# Source text:

*** Block opens ***

Ion Spark Data Source

This package provides an implementation of the Spark Data Sources V1 API, specficially the FileFormat interface, which understands how to read and write Ion data, serialized as both text and binary. See the [IonFileFormat] for the data source entry point.

Usage

From Scala

Using the datasource from Scala is easy. You simply use com.amazon.spark.ion.datasource.IonFileFormat as the format type when calling read on a SQLContext, configure as desired, and invoke load:

val spark: SQLContext = ???
val df: Dataset[Row] = spark
  .read
  .format("com.amazon.spark.ion.datasource.IonFileFormat")
  .options(options)
  ...
  .load(paths: _*)

Similarly, for write, invoke save on a DataFrame:

val df: DataFrame = ???
df
  .write
  .format("com.amazon.spark.ion.datasource.IonFileFormat")
  .options(options)
  .mode(saveMode)
  ...
  .save(path)

Helper Methods in IonOperations

There are also helper methods defined in [IonOperations] to invoke from other Scala code (e.g. other custom data sources).

Notes about reading Ion from Glue Catalogs

If attempting to use Spark's Catalog interface to read Ion data using this library you may need to set additional settings in your Spark config for proper reads. You need to set/add to the spark.hadoop.hive.serdes.using.metastore.for.schema conf:

com.amazon.ionhiveserde.IonHiveSerDe

This will force Spark to use the schema as returned from the catalog instead of trying to interpret the schema from the files using the SerDe.

Configuration

The following options can be configured when using the Ion data source. Passed in via options map in the FileFormat or DataSource.

Serialization Options

serialization - Controls the Ion serialization format. Options are:
- binary (default) - Use Ion binary format
- text - Use Ion text format

Compression Options

compression - Controls the compression codec used for writing Ion data. Defaults to gzip. Supports all Spark's CompressionCodecs.
- Can be set via the options parameter or through the Spark configuration property spark.ion.write.compressionCodec

Parser Mode Options

parserMode (or mode) - Controls how the parser handles malformed records. Options are:
- FAILFAST (default) - Throws an exception when encountering malformed records
- DROPMALFORMED - Silently drops malformed records
- PERMISSIVE - Attempts to parse malformed records, placing unparseable data in a column named by columnNameOfCorruptRecord
columnNameOfCorruptRecord - Specifies the column name for corrupt records when using PERMISSIVE mode. Defaults to _corrupt_record.

*** Block closes ***

# Try it:
According to the Ion Spark Data Source documentation, which parser mode is the default for handling malformed records?

Stored items:

*** Block opens ***

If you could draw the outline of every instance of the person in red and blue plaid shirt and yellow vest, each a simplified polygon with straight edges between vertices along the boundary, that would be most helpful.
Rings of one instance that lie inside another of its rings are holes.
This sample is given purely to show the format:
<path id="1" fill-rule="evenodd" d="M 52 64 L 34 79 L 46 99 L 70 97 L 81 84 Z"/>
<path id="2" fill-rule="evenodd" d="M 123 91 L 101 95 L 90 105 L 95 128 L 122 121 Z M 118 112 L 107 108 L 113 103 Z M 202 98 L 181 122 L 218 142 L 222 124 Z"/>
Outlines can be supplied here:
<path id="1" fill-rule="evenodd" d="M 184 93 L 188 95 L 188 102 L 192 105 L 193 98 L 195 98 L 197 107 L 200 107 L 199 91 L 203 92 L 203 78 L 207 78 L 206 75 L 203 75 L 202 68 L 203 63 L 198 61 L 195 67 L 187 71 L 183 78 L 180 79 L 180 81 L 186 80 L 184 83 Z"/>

*** Block closes ***

# Answer section:
FAILFAST, which throws an exception when it encounters malformed records.